*JOBS*
#1 Decide whether each statement below agrees with the text on bankruptcy myths. Answer yes or no for each, and quote the deciding words of the text exactly.
(a) Enron and Lehman Brothers were downgraded before they defaulted.
(b) The record IPO-to-bankruptcy timespan is measured in months.
(c) Announcing a stock buyback guarantees it will be carried out.
#2 Quote the text on bankruptcy myths word for word. Begin at the words "Myth: The company just had an" and stop after the words "the open market).".
#3 Extend the text on bankruptcy myths beyond its final sentence.

*SOURCE TEXT*
Myth: The company just had a stock split (forward).
Counter-Example: It’s still possible to fall from grace in record time. SUNE being a prime example.
Myth: The stock just got uplisted to the NMS.
Reality: It’s not unheard of for company insiders to push for an uplisting when they are trying to unload their shares. Besides, even when management doesn’t have bad intentions, some companies don’t even last a year on the national markets before being delisted.
Myth: The company just had an IPO.
Reality: Insiders were often in a rush to dump their shares and run. And guess what, they usually find plenty of suckers. The record IPO-to-bankruptcy timespan is measured in months, not years.
Myth: The company is too important for the government or a large customer/supplier to let it go under (or too big to fail).
Counter-Examples: MCP, GTAT (to Apple) were allowed to restructure their capital structures, without endangering the output produced from their operations. USEC also got restructured, even though it is a vital U.S. government contractor.
Myth: The company just bought another company in a merger/acquisition.
Counter-Example: CHK bought Wildhorse and was on an expansion trajectory before the high leverage caught up with them.
Myth: The company has a stock buyback program in place (and possibly has been buying up shares on the open market).
Reality: Announcing a stock buyback (or its approval by the Board) doesn’t guarantee it will be carried out (i.e. such agreements are not-binding, may include exit clauses like price caps, and may just be for show to juice the stock price).
Myth: The company has positive EPS, or is about to reach profitability (i.e. management guidance calls for a turnaround at any moment).
Reality: Accrual management (and pro forma accounting) can account for some of these artificial profits. In extreme cases, financials statements may have been inflated due to fraud or questionable accounting practices. In other cases, positive EPS is a relic of an old business model that has reached the end of its lifespan (or various asset sales disguised as revenues). Additionally, the company may have taken an accounting big bath (with lots of write-down), so the depreciations costs may be have been adjusted downward, to an artificially low level, hence boosting profitability (at least on paper).
Myth: The company is the dominant player in its industry, based either on market share or profitability.
Counter-Example: Especially if many of its peers have restructured their liabilities, the company may be at a cost disadvantage (e.g. higher interest payments, pension liabilities, debt overhang). Nonetheless, market leaders go bankrupt all the time. GM was once the biggest carmaker in the world.
Myth: The credit rating isn’t at junk status and/or its bonds are not trading at distressed levels (i.e. bond markets aren’t bearish).
Counter-Examples: Enron & Lehman Brothers weren’t downgraded before they defaulted. Besides, the outlook for creditors may be completely different than shareholders, who are further down the capital structure. Bondholders claims might be secured with collateral and/or they expect to be paid from the estate, while shareholders are last in line and likely to be wiped out. In fact, senior noteholders frequently recover 100% on their investments, even in bankruptcy.
Myth: The company has an experienced management team that is well-respected.
Counter-Examples: Plenty of big names, once heralded as business leaders have had a sudden fall from grace, including Ken Lay, who was on the cover of several magazines prior to Enron imploding. Nortel and Worldcom were also admired companies, before their difficulties were laid bare.

*RECORD EXCERPTS*
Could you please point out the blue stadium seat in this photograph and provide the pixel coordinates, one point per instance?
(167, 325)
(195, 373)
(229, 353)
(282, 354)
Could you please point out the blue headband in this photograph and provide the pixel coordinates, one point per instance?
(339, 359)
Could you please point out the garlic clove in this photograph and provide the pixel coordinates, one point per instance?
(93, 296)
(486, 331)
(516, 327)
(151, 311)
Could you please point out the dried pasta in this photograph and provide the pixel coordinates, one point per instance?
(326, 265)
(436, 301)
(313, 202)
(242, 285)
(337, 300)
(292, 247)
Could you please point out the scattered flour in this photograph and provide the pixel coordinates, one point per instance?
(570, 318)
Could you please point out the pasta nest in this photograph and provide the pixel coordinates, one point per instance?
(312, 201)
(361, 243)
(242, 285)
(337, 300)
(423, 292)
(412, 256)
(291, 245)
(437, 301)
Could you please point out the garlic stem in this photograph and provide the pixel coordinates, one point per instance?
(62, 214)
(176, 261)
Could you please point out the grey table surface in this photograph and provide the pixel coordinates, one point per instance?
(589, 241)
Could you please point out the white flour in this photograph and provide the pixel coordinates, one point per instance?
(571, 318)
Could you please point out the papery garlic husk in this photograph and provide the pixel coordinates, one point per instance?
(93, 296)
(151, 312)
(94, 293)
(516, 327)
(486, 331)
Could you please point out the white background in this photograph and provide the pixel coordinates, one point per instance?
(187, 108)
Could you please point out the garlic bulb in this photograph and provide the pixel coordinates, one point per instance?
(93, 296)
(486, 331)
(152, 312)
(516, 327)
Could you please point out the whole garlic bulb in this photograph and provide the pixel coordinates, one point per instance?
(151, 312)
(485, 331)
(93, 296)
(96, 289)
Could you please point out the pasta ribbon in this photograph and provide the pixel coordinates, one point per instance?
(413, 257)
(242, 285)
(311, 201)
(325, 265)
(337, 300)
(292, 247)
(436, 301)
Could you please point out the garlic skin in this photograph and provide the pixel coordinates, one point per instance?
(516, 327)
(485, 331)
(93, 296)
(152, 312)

*THE REPLIES*
#1
(a) No: "Enron & Lehman Brothers weren’t downgraded before they defaulted."
(b) Yes: "The record IPO-to-bankruptcy timespan is measured in months, not years."
(c) No: "Announcing a stock buyback (or its approval by the Board) doesn’t guarantee it will be carried out"

#2
Myth: The company just had an IPO.
Reality: Insiders were often in a rush to dump their shares and run. And guess what, they usually find plenty of suckers. The record IPO-to-bankruptcy timespan is measured in months, not years.
Myth: The company is too important for the government or a large customer/supplier to let it go under (or too big to fail).
Counter-Examples: MCP, GTAT (to Apple) were allowed to restructure their capital structures, without endangering the output produced from their operations. USEC also got restructured, even though it is a vital U.S. government contractor.
Myth: The company just bought another company in a merger/acquisition.
Counter-Example: CHK bought Wildhorse and was on an expansion trajectory before the high leverage caught up with them.
Myth: The company has a stock buyback program in place (and possibly has been buying up shares on the open market).

#3
Myth: The company was given an unqualified audit opinion (i.e. no a going-concern warning was issued by its auditors on its last financial statements).
Reality: 50% of defaults don’t get a GCO [2166].
Myth: Bankruptcy is said to be "priced in" to the stock price.
Reality: That statement doesn't make much sense. The value of a bankrupt share is zero (except in exceptional circumstances). Any price above zero is merely an option value on the company pulling out a miracle. Likewise, the expected value of a lottery ticket is zero, but it usually sells for a few bucks before the draw on irrational optimism. If your investment strategy is dependent on an unexpected windfall, you are gambling, not investing!
Myth: A prepackaged bankruptcy is planned and equity holders are said to be receiving equity in the new company.
Counter-Example: PGN filed paperwork indicating current shareholders would receive new equity. The bankruptcy judge ruled that that wasn't feasible. Current management resigned and a new plan was put forward with a 0% recovery. Shareholders got nothing for their old shares. The shares were cancelled and when the post-bankruptcy company got acquired by Borr Drilling in 2018, the poor Paragon Offshore stockholders couldn't share in the windfall ($42.28 in cash per share). [Instead, they are still waiting on the outcome of the Paragon’s Litigation Trust Agreement].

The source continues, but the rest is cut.